EXERCISE REQUIREMENTS
Set down, word for word, the part of the empanada recipe starting with "Holiday season is" and going on through "yolk (if baking)".

PASSAGE GIVEN

- - -

Recipe: Traditional Peruvian empanadas

Traditional Peruvian empanadas. Ancora restaurant

Holiday season is all about entertaining, which means there’s always room for another appetizer recipe.

Why not spice things up with a little taste of South America?

Chef Ricardo Valverde from Ancora restaurant his here with a recipe for traditional Peruvian empanadas.


Empanada Dough

  •         1 cup all-purpose flour
  •         125 ml cold unsalted butter, cut in small cubes
  •         70 ml cold ice water
  •         1 egg yolk (if baking)

Chicken Filling

  •         Canola oil
  •         One large red onion, finely diced
  •         Three garlic cloves, finely diced
  •         90 g ‘aji amarillo’ paste (available at Granville Island Public Market or online)

- - -

EXTRACTED MATERIAL
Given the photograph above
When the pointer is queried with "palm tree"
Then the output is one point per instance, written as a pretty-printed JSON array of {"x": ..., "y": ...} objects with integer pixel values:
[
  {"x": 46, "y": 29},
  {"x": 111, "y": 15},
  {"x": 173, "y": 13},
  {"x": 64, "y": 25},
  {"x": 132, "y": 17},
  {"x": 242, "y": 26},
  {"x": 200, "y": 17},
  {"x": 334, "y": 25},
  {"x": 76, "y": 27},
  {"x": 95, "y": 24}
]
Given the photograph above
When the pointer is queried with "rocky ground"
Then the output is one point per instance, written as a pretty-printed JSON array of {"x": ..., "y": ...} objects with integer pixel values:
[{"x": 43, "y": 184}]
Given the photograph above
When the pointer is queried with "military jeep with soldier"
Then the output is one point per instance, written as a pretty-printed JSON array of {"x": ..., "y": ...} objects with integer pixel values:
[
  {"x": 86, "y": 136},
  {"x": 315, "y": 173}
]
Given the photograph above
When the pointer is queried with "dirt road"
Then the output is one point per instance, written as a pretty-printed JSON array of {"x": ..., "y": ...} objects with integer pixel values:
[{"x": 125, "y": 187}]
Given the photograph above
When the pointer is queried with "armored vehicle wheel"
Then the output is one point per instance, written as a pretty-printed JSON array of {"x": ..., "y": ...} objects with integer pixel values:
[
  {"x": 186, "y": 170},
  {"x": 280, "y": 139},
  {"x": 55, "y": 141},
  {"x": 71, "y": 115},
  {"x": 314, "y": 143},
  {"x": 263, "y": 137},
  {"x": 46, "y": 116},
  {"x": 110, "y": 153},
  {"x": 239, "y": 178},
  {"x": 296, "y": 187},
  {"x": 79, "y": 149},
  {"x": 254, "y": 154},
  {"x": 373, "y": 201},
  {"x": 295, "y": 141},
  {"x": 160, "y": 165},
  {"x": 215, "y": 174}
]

- - -

SOLUTION TO THE PROBLEM
Holiday season is all about entertaining, which means there’s always room for another appetizer recipe.

Why not spice things up with a little taste of South America?

Chef Ricardo Valverde from Ancora restaurant his here with a recipe for traditional Peruvian empanadas.


Empanada Dough

  •         1 cup all-purpose flour
  •         125 ml cold unsalted butter, cut in small cubes
  •         70 ml cold ice water
  •         1 egg yolk (if baking)